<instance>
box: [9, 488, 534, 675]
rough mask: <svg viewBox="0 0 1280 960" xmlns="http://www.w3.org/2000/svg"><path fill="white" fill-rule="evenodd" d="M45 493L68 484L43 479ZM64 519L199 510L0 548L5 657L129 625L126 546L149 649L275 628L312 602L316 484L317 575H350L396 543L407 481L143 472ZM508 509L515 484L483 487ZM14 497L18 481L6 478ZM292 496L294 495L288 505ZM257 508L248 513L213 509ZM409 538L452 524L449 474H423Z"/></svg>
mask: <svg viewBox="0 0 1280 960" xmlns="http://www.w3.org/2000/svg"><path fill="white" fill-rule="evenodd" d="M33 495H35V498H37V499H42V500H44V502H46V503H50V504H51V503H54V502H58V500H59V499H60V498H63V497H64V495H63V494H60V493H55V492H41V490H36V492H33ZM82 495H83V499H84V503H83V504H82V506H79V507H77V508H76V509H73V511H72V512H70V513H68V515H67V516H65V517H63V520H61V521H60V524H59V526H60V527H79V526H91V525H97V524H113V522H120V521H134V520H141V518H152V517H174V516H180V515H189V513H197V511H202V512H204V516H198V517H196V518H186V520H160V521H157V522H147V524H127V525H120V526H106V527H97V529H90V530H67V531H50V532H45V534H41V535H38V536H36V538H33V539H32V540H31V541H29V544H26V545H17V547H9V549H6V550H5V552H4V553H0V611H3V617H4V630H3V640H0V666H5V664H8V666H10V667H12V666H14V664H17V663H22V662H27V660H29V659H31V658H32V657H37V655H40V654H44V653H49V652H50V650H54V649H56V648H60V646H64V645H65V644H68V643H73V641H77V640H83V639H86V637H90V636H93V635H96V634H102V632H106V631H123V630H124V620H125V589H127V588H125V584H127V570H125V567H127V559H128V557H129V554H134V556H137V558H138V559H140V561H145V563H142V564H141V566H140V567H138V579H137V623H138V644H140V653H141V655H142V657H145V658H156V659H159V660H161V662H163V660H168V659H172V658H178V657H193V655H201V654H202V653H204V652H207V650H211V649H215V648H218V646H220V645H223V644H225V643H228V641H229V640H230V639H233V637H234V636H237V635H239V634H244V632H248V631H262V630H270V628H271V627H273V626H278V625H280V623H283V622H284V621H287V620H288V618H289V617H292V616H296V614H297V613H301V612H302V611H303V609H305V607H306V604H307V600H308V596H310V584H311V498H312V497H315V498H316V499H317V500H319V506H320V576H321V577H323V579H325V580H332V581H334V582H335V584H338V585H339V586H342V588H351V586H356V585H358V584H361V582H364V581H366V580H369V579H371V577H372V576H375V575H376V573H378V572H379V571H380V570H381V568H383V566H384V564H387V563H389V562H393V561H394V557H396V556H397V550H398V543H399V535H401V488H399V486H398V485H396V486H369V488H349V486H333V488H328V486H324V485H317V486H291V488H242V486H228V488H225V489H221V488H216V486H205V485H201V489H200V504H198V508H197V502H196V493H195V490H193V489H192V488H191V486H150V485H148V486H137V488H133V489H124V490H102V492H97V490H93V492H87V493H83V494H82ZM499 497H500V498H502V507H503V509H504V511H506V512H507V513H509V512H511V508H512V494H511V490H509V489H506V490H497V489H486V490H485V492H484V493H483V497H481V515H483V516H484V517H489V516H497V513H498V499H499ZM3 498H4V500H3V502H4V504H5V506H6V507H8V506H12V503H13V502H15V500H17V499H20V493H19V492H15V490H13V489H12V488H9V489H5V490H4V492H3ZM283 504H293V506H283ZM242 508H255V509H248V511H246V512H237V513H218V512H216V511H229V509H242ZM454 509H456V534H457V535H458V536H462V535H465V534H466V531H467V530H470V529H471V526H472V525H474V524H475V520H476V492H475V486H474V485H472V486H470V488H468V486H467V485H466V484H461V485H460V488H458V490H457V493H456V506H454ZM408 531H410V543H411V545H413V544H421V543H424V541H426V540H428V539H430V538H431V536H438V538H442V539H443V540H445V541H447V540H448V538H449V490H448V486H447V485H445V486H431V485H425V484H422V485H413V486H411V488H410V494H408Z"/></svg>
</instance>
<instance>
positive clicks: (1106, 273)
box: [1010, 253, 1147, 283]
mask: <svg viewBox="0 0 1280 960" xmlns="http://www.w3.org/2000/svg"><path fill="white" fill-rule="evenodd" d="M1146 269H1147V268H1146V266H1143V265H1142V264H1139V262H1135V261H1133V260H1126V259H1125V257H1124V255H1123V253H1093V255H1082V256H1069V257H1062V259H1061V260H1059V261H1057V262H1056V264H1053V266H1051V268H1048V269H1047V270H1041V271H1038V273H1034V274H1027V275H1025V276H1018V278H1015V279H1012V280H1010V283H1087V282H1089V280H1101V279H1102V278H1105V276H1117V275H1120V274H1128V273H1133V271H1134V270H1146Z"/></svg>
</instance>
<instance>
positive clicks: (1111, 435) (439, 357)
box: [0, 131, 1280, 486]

+ + +

Exercise instructions |
Which lines in the records above contain the word "positive"? Return each of them.

Solution to the exercise |
positive clicks: (1106, 273)
positive clicks: (1111, 435) (439, 357)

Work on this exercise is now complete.